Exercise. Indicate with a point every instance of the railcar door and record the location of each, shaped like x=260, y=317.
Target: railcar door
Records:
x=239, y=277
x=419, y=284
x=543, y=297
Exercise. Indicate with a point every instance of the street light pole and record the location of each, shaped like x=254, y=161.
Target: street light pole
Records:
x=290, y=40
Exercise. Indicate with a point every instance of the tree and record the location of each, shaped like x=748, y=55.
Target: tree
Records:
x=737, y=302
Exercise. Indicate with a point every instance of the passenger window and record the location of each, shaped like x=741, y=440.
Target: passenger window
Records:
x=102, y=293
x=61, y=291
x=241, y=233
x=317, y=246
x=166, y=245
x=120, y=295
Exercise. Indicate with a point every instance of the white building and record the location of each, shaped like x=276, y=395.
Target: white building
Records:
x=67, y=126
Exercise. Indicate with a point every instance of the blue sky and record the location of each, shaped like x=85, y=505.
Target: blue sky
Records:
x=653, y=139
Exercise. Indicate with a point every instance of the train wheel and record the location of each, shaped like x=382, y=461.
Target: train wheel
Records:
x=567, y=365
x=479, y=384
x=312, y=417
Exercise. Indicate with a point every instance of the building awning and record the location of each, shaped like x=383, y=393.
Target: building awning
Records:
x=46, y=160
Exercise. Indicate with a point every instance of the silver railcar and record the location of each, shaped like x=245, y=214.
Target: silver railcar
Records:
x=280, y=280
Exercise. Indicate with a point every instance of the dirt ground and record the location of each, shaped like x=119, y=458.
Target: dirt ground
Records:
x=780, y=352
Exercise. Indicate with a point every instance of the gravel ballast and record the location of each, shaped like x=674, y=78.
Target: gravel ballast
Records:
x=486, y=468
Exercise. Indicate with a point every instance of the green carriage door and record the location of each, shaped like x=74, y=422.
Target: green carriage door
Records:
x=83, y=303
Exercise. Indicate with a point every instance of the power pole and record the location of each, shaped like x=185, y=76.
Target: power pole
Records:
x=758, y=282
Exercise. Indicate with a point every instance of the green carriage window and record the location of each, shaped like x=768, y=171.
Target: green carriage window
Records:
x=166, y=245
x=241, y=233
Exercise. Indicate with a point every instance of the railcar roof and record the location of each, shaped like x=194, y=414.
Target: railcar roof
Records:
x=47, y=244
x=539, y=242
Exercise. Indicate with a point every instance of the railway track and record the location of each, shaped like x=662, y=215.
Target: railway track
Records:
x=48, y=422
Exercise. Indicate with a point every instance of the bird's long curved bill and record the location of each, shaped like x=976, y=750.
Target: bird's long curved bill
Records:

^^^^^^^^^^^^^^^^

_Aim of the task_. Can you rewrite every line of the records above as a JSON list of strings, with one string per line and any blank lines omitted?

_Full response_.
[
  "Exercise. Indicate with a point every instance of the railcar door and record the location of each, shaped like x=260, y=317.",
  "Target: railcar door",
  "Records:",
  "x=239, y=277",
  "x=419, y=284",
  "x=543, y=297",
  "Exercise. Indicate with a point every instance of the street light pole and record the location of each, shaped like x=254, y=161.",
  "Target: street light pole",
  "Records:",
  "x=290, y=40",
  "Exercise. Indicate with a point every instance of the tree and record the location of each, shaped like x=748, y=55.",
  "Target: tree",
  "Records:",
  "x=737, y=302",
  "Exercise. Indicate with a point every instance of the passenger window and record the location of each, shaped like x=741, y=440.",
  "Target: passenger window",
  "Records:",
  "x=102, y=293",
  "x=61, y=291",
  "x=241, y=233",
  "x=317, y=246",
  "x=166, y=245",
  "x=120, y=295",
  "Exercise. Indicate with a point every instance of the white building and record the location of each, shaped like x=276, y=395.",
  "Target: white building",
  "Records:",
  "x=67, y=126",
  "Exercise. Indicate with a point every instance of the blue sky and record the location of each, shaped like x=85, y=505.",
  "Target: blue sky",
  "Records:",
  "x=653, y=139",
  "Exercise. Indicate with a point every instance of the train wheel and record the location of each, shaped like x=382, y=461.",
  "Target: train wheel",
  "Records:",
  "x=567, y=365",
  "x=479, y=384",
  "x=312, y=417",
  "Exercise. Indicate with a point every instance of the building awning and record the location of each, shaped like x=383, y=393.",
  "Target: building awning",
  "Records:",
  "x=46, y=160",
  "Exercise. Indicate with a point every instance of the silver railcar and record the location of each, shaped like x=245, y=214.",
  "Target: silver railcar",
  "Records:",
  "x=280, y=280",
  "Exercise. Indicate with a point every instance of the dirt ground and record the location of each, shaped like x=119, y=458.",
  "Target: dirt ground",
  "Records:",
  "x=780, y=352",
  "Exercise. Indicate with a point every instance of the gravel ballast and record the location of each, shaped like x=674, y=78.",
  "Target: gravel ballast",
  "Records:",
  "x=486, y=468",
  "Exercise. Indicate with a point every instance of the green carriage door and record the location of each, shaped like x=74, y=422.",
  "Target: green carriage door",
  "Records:",
  "x=83, y=303",
  "Exercise. Indicate with a point every instance of the power pole and record the location of each, shaped like x=185, y=76.",
  "Target: power pole",
  "Records:",
  "x=758, y=282",
  "Exercise. Indicate with a point every instance of the green carriage window and record the location of each, shaped like x=768, y=171.",
  "Target: green carriage window",
  "Records:",
  "x=166, y=245",
  "x=241, y=233",
  "Exercise. Indicate with a point every instance of the railcar roof and record the location of each, shaped like x=194, y=414.",
  "Target: railcar roof",
  "Records:",
  "x=47, y=244",
  "x=539, y=242",
  "Exercise. Indicate with a point every instance of the railway track and record the location of each, shaped like x=662, y=215.",
  "Target: railway track",
  "Records:",
  "x=48, y=422",
  "Exercise. Indicate with a point every instance of the bird's long curved bill and record the location of each, shaped like x=976, y=750.",
  "Target: bird's long curved bill",
  "Records:"
]